◆ Исходный текст:
···
Веркор-рационалист, не страшащийся выстраивать некоторые романы почти как развернутые доказательства мысли, истинность которой не вызывает у него сомнений, редко бывает схематичным. Его персонажи, при всей априорности художественного замысла, довольно свободны от авторской воли, имеют собственную логику поведения. Такое сочетание ясности замысла с доверием к самому жизненному материалу, который словно бы ведет писателя за собой, определяет в известной мере специфику художественного метода Веркора. Веркор почти всегда предпочитает объективную манеру письма, героев, проявляющих себя в поступках, в четко очерченных ситуациях.

Среди своих учителей Веркор не раз называл Рабле, Вольтера, Франса, выделяя здесь как общую доминанту ироническую манеру повествования. (В книгах «Люди или животные?», «Сильва», «Квота, или Сторонники изобилия» Веркор и сам блестяще демонстрирует этот дар.) «На примере Рабле, Вольтера, Франса не трудно убедиться, писал Веркор, — что серьезнее всего французы думают над проблемами, о которых им повествуют с улыбкой на устах». Мастера, который помог ему обрести лаконизм художественной речи, Веркор ощущает в Чехове. Все эти «опоры» действительно прослеживаются в веркоровской прозе. Но как-то мелькнуло в его ответах имя Марселя Пруста. На первый взгляд, довольно неожиданно, но не без оснований, если обратиться к роману Веркора «Плот. Медузы». «Плот „Медузы“» — произведение не совсем привычное для художественной манеры писателя. Это исповедь, монолог человека, вспоминающего историю своей жизни, интерпретирующего ее согласно собственным представлениям. Как и во многих книгах Веркора, в центре повествования проблема выбора. Здесь тоже автор требует от героя исполнения долга Человека во всей полноте. Но, избрав на этот раз взгляд на героя «изнутри», Веркор отказался от экстремальных, необычных ситуаций, а напряженность ожидания, желание развязать спутанные нити провоцируются не «ситуациями», а зазором, который существует между образом этого левого интеллигента и его собственным представлением о себе.
···
Записи из набора данных
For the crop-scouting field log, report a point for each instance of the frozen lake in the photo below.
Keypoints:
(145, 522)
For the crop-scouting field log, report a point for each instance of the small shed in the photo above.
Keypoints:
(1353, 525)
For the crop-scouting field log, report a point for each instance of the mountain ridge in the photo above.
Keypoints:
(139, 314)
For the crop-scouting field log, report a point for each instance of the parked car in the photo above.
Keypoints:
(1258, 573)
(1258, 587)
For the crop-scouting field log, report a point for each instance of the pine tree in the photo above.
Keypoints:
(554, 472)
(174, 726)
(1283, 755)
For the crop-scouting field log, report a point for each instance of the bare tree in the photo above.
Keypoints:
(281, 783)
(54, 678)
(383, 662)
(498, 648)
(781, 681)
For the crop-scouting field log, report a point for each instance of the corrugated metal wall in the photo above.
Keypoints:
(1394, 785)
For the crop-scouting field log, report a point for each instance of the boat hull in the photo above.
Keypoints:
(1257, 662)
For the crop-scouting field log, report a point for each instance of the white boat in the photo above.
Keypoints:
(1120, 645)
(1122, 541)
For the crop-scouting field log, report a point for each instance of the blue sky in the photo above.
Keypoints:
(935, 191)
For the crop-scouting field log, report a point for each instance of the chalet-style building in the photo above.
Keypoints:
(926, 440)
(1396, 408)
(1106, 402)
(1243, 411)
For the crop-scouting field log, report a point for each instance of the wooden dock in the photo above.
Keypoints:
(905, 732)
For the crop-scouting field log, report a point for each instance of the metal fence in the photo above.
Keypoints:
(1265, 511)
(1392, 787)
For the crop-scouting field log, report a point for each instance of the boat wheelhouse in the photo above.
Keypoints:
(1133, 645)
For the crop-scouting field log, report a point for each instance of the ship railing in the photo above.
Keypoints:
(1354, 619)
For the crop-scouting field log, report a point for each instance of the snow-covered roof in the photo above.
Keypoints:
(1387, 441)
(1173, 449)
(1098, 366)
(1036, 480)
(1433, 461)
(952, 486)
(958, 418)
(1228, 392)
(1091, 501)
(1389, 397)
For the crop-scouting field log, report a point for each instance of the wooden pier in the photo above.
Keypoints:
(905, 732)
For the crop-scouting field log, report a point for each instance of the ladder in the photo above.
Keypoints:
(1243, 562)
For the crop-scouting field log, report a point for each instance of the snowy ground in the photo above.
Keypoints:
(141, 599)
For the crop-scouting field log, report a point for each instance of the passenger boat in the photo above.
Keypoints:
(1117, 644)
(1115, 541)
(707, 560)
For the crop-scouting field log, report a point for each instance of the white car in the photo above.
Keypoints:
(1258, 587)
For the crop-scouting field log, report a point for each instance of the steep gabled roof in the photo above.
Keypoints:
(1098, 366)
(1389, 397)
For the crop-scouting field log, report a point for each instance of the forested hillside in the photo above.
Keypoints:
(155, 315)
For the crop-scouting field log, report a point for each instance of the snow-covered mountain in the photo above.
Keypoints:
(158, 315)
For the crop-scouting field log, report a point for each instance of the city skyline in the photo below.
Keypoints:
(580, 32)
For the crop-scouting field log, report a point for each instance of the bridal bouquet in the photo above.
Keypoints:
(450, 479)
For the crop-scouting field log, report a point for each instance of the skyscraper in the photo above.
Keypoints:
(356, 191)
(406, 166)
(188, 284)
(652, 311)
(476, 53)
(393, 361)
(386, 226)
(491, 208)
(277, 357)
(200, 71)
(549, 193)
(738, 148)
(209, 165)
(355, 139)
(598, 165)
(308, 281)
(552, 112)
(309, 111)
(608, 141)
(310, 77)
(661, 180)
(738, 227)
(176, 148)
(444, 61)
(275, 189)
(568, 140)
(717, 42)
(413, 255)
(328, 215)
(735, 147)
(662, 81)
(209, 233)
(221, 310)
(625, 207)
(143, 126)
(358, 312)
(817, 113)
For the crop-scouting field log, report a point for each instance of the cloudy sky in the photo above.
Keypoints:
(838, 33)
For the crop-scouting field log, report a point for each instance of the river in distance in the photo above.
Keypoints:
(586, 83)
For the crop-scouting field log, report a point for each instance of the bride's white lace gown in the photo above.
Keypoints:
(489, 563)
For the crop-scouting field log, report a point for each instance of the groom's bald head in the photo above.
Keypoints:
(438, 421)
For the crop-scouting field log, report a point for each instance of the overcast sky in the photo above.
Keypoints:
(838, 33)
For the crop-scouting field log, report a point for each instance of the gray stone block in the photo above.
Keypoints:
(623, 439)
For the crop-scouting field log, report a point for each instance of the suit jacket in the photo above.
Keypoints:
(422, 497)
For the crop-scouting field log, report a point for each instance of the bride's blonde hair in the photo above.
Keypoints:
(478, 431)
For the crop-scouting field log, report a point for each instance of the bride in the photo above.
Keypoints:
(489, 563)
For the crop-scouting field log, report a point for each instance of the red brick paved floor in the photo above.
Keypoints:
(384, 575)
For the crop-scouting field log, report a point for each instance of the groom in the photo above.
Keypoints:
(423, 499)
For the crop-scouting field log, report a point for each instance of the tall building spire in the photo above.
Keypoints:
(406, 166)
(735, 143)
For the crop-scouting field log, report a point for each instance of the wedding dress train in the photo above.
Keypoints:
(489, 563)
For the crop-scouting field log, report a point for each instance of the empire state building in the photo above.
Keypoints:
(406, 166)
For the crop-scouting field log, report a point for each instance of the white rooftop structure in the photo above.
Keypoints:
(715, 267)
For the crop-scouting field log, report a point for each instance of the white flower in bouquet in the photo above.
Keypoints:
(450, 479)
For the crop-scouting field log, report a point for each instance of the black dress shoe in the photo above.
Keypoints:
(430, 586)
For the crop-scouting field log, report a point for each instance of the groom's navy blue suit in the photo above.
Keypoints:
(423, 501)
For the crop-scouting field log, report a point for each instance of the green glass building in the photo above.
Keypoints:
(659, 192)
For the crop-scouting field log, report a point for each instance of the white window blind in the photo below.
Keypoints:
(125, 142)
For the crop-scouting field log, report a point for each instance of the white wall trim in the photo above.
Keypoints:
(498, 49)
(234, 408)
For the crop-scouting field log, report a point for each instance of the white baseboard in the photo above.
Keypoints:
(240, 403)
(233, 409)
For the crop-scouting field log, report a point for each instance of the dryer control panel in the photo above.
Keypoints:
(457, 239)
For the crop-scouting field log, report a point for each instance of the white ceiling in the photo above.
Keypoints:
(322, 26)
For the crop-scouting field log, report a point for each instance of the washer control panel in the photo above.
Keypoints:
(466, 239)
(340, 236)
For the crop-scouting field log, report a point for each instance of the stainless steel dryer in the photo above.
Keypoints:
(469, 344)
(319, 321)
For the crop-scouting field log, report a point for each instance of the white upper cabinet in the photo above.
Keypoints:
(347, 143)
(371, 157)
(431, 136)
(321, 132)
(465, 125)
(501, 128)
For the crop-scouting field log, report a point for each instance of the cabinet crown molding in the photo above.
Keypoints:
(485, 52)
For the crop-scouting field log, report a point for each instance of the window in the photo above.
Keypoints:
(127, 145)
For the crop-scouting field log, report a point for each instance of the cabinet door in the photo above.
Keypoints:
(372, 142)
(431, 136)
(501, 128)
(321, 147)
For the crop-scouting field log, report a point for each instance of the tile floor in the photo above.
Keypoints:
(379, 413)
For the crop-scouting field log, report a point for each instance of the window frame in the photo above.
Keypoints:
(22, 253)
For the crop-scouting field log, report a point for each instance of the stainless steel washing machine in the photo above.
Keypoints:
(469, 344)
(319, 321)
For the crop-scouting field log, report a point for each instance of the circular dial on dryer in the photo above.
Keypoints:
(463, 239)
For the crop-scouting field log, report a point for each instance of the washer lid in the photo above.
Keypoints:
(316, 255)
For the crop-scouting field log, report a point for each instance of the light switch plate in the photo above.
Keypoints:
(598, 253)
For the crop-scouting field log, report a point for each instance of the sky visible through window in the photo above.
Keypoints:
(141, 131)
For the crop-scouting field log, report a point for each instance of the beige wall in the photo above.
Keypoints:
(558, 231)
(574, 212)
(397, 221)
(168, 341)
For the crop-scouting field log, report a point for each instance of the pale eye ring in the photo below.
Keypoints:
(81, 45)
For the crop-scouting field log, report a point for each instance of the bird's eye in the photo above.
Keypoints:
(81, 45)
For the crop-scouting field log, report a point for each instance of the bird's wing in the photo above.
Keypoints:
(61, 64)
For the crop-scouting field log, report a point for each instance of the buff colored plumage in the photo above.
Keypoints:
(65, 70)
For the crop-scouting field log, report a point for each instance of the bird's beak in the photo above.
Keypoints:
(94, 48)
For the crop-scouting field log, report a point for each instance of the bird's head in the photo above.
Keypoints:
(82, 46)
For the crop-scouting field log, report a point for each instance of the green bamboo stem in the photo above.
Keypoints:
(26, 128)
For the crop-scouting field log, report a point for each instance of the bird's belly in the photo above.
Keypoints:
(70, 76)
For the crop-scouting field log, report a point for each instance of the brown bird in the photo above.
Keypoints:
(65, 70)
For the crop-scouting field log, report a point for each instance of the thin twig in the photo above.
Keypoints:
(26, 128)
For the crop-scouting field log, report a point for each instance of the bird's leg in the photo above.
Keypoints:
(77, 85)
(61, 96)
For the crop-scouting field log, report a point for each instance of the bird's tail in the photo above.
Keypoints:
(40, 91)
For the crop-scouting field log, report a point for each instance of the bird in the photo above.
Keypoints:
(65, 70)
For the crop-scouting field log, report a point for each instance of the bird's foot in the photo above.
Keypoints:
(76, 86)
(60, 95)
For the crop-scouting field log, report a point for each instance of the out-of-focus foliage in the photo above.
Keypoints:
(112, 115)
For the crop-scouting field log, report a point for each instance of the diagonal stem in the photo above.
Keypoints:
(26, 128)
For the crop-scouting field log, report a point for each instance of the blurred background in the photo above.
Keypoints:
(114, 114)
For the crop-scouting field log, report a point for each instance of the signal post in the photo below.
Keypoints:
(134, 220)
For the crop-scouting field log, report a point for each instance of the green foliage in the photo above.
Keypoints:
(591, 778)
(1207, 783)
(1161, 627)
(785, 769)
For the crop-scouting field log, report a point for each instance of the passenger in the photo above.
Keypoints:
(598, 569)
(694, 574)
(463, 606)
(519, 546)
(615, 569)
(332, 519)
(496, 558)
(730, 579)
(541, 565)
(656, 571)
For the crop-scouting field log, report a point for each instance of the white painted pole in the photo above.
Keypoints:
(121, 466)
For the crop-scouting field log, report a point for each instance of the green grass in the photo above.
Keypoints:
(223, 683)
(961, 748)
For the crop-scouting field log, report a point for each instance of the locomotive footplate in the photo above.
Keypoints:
···
◆ Вопросы по материалу:
• 1. Определите, соответствуют ли тексту о Веркоре следующие утверждения: (a) мастера, который помог Веркору обрести лаконизм художественной речи, он ощущает в Чехове; (b) в романе «Плот „Медузы“» Веркор ставит героя в экстремальные, необычные ситуации; (c) Веркор почти всегда предпочитает объективную манеру письма. Для каждого ответьте «да» или «нет» и приведите решающие слова текста в точной цитате.
• 2. Выведите без изменений фрагмент текста о Веркоре: всё от слов «Веркор-рационалист, не страшащийся» вплоть до слов «четко очерченных ситуациях.».
• 3. Подхватите текст о Веркоре и продолжите его, начиная сразу после последнего приведенного предложения.
Листинг представляет собой самостоятельный материал.

◆ Ответы:
• 1.
(a) Да: «Мастера, который помог ему обрести лаконизм художественной речи, Веркор ощущает в Чехове».
(b) Нет: «Веркор отказался от экстремальных, необычных ситуаций».
(c) Да: «Веркор почти всегда предпочитает объективную манеру письма».

• 2.
Веркор-рационалист, не страшащийся выстраивать некоторые романы почти как развернутые доказательства мысли, истинность которой не вызывает у него сомнений, редко бывает схематичным. Его персонажи, при всей априорности художественного замысла, довольно свободны от авторской воли, имеют собственную логику поведения. Такое сочетание ясности замысла с доверием к самому жизненному материалу, который словно бы ведет писателя за собой, определяет в известной мере специфику художественного метода Веркора. Веркор почти всегда предпочитает объективную манеру письма, героев, проявляющих себя в поступках, в четко очерченных ситуациях.

• 3.
В романе «Плот „Медузы“» все «происшествия» — гибель врача, записи которого и составили основу книги, непонятная болезнь пациентки, непроясненные обстоятельства гибели этой пациентки и ее мужа, знаменитого писателя, — не имеют, по сути, никакого отношения к внутреннему содержанию романа. Они нужны лишь для того, чтобы дать исповедь писателя Фредерика Леграна. Рассказывая год за годом свою жизнь врачу-психоневрологу, он возвращается к воспоминаниям, которые казались давно умершими, восстанавливает для себя — именно потому, что должен мотивировать это другому человеку, — логику своих действий, ищет самооправданий и постепенно полностью дискредитирует себя, а главное, свой бунт, с которого началась его громкая слава.

Картина Теодора Жерико — «Плот „Медузы“» — символ трагедии человека на плоту цивилизации, символ равнодушия, которое виновники несчастья демонстрируют по отношению к жертвам. Назвав именно так свой стихотворный сборник, Фредерик Легран во всеуслышание заявил о ненависти к своей лицемерной семье, к самим буржуазным отношениям. Но в этом бунте слишком много слов, которые расходятся с делами. Кузен Фредерика — Реми Провен — его своеобразный двойник, как Роже для Луи Туана. Сначала Фредерик обвиняет Реми в конформизме, к финалу они меняются ролями. Неприятие Реми общества лицемерия и наживы оказывается гораздо более глубоким. Как и более глубокой, свободной оказывается его любовь к Бале. Без авторского нажима, исподволь формируется в книге представление об этом «блудном сыне» общества.

Критика писала, что в этом романс Веркора чувствуется влияние «нового романа». Для того, кто считает, что утонченный психологический анализ движения человеческой души, ее непредсказуемых и не очень понятных самому индивидууму реакций принес именно «новый роман», такая взаимосвязь бесспорна. «Плот „Медузы“» действительно находится в русле новаторства современной психологической прозы. Тем не менее и в этой книге автор стремится не к зашифровке, а к расшифровке сложного кода петляющей мысли. Монологическая форма «Плота» опирается, так сказать, на фундамент повествовательных форм, сложившихся в творчестве Веркора ранее.